(Фрагмент набора данных)

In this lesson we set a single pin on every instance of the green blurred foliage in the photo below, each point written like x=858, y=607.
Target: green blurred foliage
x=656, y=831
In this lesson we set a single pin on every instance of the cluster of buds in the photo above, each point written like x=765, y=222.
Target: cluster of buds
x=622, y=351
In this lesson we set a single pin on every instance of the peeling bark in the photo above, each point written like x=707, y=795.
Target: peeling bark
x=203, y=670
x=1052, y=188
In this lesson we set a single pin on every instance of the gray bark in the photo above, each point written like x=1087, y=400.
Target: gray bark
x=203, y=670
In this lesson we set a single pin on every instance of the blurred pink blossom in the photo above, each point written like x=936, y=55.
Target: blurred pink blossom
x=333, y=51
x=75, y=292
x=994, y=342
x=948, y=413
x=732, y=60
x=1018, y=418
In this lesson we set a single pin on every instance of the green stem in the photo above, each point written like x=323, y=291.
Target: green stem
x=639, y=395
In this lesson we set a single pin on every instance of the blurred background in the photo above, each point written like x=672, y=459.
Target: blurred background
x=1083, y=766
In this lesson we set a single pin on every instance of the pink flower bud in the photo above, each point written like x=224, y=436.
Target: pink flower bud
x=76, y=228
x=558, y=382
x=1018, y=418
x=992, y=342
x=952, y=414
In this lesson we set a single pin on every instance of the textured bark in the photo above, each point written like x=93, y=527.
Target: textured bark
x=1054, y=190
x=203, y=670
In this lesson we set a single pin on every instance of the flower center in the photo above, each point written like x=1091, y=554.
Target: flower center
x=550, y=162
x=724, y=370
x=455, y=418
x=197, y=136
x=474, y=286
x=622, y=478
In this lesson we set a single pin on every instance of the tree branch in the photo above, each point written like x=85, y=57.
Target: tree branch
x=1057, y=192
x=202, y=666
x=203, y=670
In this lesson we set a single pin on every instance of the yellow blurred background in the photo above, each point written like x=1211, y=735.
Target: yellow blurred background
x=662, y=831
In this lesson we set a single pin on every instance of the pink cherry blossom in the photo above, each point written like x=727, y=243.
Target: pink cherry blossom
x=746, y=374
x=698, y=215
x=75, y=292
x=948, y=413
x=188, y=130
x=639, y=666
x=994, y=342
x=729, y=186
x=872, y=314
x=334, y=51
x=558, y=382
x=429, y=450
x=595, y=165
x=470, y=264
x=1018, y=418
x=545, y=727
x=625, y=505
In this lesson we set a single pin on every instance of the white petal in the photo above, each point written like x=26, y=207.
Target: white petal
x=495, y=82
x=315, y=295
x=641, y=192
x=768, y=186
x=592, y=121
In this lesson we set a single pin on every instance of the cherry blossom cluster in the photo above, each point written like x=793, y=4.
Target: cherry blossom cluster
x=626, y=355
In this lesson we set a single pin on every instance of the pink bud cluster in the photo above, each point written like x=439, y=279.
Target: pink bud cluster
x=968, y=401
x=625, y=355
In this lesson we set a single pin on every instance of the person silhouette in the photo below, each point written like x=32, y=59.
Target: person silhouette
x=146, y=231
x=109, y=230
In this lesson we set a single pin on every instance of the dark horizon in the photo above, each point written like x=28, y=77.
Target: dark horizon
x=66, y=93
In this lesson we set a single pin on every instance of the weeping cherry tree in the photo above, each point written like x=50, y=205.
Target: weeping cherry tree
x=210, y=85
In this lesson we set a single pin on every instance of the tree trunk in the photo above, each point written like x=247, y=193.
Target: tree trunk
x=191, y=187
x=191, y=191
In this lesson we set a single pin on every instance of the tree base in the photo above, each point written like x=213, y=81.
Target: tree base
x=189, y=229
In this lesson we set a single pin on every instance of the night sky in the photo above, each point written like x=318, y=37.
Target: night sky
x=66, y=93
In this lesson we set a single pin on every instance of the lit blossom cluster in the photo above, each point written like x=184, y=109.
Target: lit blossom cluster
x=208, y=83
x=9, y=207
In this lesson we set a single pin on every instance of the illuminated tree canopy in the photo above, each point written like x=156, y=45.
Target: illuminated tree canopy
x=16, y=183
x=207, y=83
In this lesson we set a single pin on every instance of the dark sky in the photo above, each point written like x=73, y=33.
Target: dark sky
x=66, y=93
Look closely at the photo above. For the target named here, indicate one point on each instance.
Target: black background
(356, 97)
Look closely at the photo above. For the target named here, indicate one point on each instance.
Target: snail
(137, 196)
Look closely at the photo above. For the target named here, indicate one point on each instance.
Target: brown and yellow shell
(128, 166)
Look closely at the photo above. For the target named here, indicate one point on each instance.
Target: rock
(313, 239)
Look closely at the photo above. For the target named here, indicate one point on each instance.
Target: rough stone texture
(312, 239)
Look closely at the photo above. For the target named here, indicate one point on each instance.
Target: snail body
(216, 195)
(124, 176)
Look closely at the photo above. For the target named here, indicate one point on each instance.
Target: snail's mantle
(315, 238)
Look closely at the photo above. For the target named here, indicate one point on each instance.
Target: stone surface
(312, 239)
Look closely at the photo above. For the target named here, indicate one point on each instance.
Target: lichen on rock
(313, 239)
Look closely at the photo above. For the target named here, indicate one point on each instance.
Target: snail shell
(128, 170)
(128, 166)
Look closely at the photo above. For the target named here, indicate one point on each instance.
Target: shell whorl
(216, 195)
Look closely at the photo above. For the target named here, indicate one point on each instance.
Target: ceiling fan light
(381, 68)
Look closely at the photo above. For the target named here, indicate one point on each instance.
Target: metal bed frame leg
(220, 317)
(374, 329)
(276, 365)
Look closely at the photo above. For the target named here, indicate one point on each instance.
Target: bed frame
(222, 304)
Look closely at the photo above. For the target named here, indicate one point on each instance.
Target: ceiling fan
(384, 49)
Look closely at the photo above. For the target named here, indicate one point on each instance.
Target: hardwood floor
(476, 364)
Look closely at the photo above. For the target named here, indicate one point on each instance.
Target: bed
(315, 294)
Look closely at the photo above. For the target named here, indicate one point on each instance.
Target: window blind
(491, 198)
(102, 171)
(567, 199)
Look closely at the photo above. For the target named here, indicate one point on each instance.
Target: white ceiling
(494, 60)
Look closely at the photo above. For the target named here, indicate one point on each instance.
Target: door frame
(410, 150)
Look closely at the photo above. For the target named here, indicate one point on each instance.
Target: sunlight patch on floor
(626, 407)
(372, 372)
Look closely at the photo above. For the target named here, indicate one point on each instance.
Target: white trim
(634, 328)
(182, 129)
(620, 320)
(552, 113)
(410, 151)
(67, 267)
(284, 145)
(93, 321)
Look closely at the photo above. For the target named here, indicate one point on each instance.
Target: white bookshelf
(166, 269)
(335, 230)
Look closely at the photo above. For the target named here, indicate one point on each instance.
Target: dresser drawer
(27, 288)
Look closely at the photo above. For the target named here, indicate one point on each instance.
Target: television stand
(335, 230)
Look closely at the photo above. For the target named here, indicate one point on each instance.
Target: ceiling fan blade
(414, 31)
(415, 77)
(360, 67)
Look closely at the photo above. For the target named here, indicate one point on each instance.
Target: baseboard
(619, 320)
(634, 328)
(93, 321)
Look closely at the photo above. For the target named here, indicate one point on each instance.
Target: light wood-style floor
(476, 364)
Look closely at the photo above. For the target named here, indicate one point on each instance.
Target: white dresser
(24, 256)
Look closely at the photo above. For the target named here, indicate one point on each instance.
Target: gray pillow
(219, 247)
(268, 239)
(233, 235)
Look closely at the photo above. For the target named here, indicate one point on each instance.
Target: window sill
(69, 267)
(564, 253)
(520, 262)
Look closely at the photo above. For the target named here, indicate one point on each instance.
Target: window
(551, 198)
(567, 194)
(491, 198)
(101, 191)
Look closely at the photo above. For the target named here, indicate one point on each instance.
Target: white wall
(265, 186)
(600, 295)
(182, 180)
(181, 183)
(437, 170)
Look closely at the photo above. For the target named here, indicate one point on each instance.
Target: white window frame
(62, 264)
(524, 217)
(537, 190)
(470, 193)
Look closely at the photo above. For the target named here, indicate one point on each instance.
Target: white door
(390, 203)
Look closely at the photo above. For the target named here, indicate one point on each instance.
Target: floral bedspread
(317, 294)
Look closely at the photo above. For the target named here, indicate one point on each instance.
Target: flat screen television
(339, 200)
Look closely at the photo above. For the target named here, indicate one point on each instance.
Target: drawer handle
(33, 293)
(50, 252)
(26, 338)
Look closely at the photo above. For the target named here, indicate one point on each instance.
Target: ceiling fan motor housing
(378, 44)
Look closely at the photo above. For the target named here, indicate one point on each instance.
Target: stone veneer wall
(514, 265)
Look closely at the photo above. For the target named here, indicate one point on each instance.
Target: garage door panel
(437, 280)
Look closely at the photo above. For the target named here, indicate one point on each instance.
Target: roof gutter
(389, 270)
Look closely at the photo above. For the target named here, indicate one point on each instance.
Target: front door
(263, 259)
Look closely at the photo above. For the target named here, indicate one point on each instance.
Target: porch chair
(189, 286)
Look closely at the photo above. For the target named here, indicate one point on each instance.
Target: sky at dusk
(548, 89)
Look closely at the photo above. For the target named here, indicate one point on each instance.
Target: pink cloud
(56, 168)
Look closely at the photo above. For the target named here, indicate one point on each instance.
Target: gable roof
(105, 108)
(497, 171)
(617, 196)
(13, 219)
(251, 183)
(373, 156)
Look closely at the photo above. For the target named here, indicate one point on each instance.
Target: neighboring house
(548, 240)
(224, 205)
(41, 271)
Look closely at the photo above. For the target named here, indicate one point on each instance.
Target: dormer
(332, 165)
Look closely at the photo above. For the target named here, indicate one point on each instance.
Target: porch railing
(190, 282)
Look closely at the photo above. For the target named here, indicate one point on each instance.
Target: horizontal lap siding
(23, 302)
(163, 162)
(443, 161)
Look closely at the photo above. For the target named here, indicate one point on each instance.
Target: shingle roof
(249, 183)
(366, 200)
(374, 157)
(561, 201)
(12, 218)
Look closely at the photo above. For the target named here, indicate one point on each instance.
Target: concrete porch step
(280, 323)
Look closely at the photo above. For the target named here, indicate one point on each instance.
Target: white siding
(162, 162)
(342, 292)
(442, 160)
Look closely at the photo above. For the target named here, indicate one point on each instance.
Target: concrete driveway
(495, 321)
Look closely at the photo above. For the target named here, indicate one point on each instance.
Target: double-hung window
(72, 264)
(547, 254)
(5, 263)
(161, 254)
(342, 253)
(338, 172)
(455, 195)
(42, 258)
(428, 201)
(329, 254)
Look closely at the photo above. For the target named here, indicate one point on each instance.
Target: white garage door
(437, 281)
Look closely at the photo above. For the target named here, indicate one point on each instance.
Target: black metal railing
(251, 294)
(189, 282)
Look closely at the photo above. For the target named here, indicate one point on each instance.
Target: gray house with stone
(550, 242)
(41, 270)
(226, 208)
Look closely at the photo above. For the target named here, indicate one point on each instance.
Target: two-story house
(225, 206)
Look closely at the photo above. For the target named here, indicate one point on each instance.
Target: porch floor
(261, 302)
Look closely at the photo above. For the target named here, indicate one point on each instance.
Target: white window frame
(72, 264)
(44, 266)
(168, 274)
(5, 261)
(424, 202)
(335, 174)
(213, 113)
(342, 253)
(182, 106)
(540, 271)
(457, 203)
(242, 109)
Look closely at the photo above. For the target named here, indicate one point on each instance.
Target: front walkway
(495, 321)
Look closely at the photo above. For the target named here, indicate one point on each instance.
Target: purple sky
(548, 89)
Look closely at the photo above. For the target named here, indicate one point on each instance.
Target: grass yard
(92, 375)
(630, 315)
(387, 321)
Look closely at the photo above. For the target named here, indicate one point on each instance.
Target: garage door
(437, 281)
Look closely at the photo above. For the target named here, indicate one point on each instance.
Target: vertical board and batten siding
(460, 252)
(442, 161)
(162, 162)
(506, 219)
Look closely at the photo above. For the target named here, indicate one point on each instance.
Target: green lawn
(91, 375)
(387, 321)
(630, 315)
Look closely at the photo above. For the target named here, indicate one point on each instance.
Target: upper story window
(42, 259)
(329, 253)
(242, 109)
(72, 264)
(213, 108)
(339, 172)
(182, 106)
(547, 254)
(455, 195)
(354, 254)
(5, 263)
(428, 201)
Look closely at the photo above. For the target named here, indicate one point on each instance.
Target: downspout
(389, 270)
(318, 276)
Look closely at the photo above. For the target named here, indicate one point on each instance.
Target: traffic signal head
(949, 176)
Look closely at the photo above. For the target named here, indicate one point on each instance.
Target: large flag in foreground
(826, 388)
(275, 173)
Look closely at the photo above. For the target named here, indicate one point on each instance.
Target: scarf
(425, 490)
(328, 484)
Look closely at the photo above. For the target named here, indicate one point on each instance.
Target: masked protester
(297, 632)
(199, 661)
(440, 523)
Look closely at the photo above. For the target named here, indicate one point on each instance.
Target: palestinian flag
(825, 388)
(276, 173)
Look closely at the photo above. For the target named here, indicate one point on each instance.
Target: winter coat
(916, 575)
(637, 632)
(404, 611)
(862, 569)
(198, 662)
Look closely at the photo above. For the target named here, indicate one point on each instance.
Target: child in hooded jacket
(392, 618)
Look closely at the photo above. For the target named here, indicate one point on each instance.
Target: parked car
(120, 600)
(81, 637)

ЗАДАЧА ДЛЯ РЕШЕНИЯ: Укажите, пожалуйста, число строк выше, в которых встречается слово «story», с учетом регистра. В ответе дайте только это число.

РЕЗУЛЬТАТ УПРАЖНЕНИЯ: 2